# START OF Dataset entries

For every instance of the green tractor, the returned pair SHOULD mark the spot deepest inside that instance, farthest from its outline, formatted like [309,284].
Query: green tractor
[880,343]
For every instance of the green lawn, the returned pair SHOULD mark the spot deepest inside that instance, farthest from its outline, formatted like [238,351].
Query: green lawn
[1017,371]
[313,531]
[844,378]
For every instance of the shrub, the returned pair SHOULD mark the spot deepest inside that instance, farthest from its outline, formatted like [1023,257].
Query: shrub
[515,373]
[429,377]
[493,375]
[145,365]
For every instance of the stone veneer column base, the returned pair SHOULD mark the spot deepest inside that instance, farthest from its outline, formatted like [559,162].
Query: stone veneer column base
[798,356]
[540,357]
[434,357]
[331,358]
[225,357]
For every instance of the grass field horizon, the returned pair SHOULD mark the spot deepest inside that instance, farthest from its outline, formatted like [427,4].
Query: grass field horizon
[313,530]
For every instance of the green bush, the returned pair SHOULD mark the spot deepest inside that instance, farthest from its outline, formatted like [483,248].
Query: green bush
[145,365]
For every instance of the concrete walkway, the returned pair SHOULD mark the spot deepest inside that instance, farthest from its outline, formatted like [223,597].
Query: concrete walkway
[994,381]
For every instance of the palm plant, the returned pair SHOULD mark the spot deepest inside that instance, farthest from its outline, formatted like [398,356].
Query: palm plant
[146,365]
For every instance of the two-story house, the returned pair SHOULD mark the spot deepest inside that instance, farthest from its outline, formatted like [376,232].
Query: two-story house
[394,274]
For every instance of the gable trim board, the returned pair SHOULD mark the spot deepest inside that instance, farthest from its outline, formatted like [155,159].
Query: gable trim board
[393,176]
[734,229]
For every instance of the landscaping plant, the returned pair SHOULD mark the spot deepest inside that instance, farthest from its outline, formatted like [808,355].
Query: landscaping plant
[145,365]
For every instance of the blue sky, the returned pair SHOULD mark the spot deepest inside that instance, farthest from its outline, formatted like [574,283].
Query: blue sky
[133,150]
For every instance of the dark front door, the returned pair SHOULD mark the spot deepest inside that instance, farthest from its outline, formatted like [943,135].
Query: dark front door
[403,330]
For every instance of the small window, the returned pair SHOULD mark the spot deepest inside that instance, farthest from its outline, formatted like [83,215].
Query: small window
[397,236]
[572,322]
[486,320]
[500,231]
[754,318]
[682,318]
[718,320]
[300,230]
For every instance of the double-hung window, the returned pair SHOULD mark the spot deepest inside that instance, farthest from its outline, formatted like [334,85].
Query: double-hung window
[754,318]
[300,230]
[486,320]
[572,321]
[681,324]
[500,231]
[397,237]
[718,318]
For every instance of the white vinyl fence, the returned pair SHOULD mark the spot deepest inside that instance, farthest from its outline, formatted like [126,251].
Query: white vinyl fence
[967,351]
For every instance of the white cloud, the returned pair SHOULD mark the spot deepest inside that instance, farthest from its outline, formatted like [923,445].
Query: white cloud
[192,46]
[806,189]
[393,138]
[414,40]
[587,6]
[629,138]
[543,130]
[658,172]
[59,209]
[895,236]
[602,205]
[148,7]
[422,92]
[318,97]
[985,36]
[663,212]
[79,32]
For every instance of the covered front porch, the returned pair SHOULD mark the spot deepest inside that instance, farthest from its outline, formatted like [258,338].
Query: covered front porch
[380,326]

# END OF Dataset entries

§ **Written problem**
Can you reproduce all of the data above word for word, leaving every line unchanged?

§ **Task solution**
For every instance of the green tractor, the returned pair SHOULD mark the spot deepest inside that instance, farthest from its outline, formatted like [309,284].
Query: green tractor
[880,343]
For every instance of the green lawn, the returned pair SHOULD mark the spot deepest inside that instance, farthest from its outline, formatted like [238,351].
Query: green lawn
[1017,371]
[313,531]
[844,378]
For every instance of the shrub, the returned pair SHOULD mark the spot deepest inside that instance, farthest from its outline, formatted like [1023,257].
Query: shrub
[515,373]
[429,377]
[493,375]
[145,365]
For every instance of the stone veneer column base, the returned pair SHOULD mark the spot deepest inside that instance, farthest from its outline, formatted like [559,162].
Query: stone veneer column base
[798,356]
[540,357]
[434,357]
[331,358]
[225,357]
For every instance of the grass field horizon, the returned pair SHOULD mark the spot deepest inside that instance, farthest from its outline, formatted like [427,4].
Query: grass field horizon
[313,530]
For every instance of the green bush, the returned pair SHOULD mark the spot deepest inside that instance, farthest from its outline, formatted like [483,248].
Query: green bush
[145,365]
For every instance of the concrete walkway, the returned pair SHOULD mark the spot deepest inside that instance, farthest from its outline, formatted like [223,597].
Query: concrete walkway
[994,381]
For every instance of the palm plant, the returned pair SHOULD mark the spot deepest inside that instance, farthest from its outline, formatted like [398,356].
Query: palm plant
[146,365]
For every instance of the two-story house, the returned pair SHOULD mark the spot deepest inside that instance, farthest from its outline, formatted like [376,232].
Query: two-story house
[394,274]
For every instance of the gable trim board, the returned pair SHOULD mark the spot deepest inside that instance, farthest from its outline, formatted like [155,159].
Query: gable trim board
[393,176]
[734,229]
For every instance of the landscaping plant, the returned pair SHOULD mark the spot deepest inside that instance, farthest from its outline, formatted like [808,355].
Query: landscaping plant
[145,365]
For every instance of the blue sky, the returned pair SHOULD mark the spot deepest inside that instance, farthest from its outline, formatted like [574,283].
Query: blue sky
[133,150]
For every instance of the dark front door, the returned pair SHOULD mark the spot deepest inside that instance, farthest from its outline, formatted like [943,135].
Query: dark front door
[403,330]
For every instance of the small window, the returned pair SHOULD mark the spot deepest inside that instance, farthest from its outline, formatted like [83,215].
Query: small window
[397,236]
[572,322]
[486,320]
[500,231]
[754,318]
[682,318]
[718,320]
[300,230]
For every instance of the double-hung window, the returned pair SHOULD mark the spot deepest inside that instance, farthest from its outline, formatted like [334,85].
Query: double-hung window
[754,318]
[300,230]
[486,320]
[572,321]
[681,324]
[500,231]
[397,237]
[718,318]
For every instance of the white vinyl fence, the returned pair SHOULD mark the spot deepest inside that instance, farthest from its outline, formatted like [126,251].
Query: white vinyl fence
[967,351]
For every instance of the white cloud, the returned pair SHOULD mark the spot deepest inside that instance, farthest from its outline, formatted like [923,445].
Query: white cloud
[192,46]
[806,189]
[393,138]
[414,40]
[587,6]
[629,138]
[543,130]
[658,172]
[59,209]
[895,236]
[602,205]
[148,7]
[422,92]
[318,97]
[985,36]
[663,212]
[79,32]
For every instance of the covered front porch, the returned pair SHOULD mark the spot deepest inside that instance, farthest from its outline, formatted like [258,338].
Query: covered front porch
[380,326]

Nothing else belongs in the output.